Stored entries
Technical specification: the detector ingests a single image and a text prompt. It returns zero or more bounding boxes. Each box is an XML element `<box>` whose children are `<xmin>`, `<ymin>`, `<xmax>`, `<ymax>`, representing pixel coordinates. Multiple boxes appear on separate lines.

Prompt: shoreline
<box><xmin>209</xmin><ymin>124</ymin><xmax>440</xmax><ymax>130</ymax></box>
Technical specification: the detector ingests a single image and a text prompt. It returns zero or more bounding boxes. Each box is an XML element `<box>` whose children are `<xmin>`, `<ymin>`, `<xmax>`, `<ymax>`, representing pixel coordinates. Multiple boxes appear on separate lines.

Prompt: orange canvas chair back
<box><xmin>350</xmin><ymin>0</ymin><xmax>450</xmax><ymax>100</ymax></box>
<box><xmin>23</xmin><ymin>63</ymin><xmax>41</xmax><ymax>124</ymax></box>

SET PROBLEM> Rewrite all of the entries above, putting "locator" wherever "detector" appears and leaving everything else unchanged.

TASK RESPONSE>
Technical specification: the locator ingests a single image and a text prompt. It returns zero or more bounding boxes. Each box is an XML element `<box>` whose children are `<xmin>`, `<ymin>`, `<xmax>`, `<ymax>`, representing pixel coordinates. Multiple boxes appear on separate lines.

Prompt: shoreline
<box><xmin>209</xmin><ymin>124</ymin><xmax>440</xmax><ymax>130</ymax></box>
Technical specification: the locator ingests a single image and a text prompt. It returns zero or more bounding boxes. Each box is an XML element `<box>` whose children are `<xmin>`, `<ymin>`, `<xmax>`, `<ymax>`, representing pixel coordinates. Multiple boxes appear on separate lines.

Prompt: orange canvas chair back
<box><xmin>350</xmin><ymin>0</ymin><xmax>450</xmax><ymax>100</ymax></box>
<box><xmin>23</xmin><ymin>63</ymin><xmax>41</xmax><ymax>124</ymax></box>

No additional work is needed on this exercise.